### What is required:
Copy out exactly the lines below that run from the one holding "TARGET: blurred gray background" to the one holding "TARGET: fork", keeping both of those lines and no others.
*** Data to examine ***
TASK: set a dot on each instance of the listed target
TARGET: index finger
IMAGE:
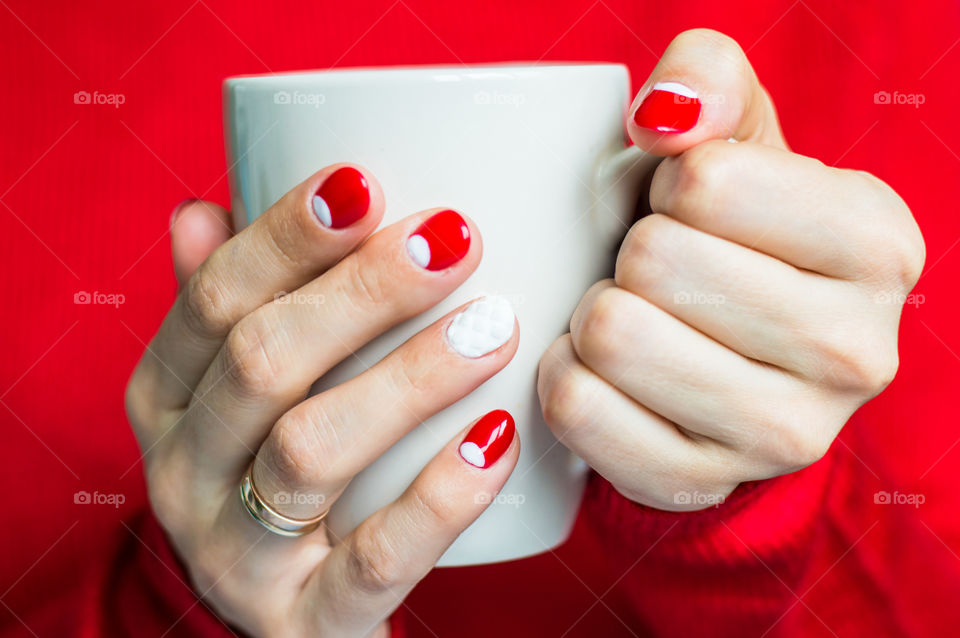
*** End of Data to examine ***
*** Data to examine ***
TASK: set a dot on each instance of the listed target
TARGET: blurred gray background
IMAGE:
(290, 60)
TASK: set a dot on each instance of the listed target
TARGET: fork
*** End of Data to examine ***
### Answer box:
TARGET: blurred gray background
IMAGE:
(290, 60)
TASK: set a dot on each instance of the listed target
TARGET: fork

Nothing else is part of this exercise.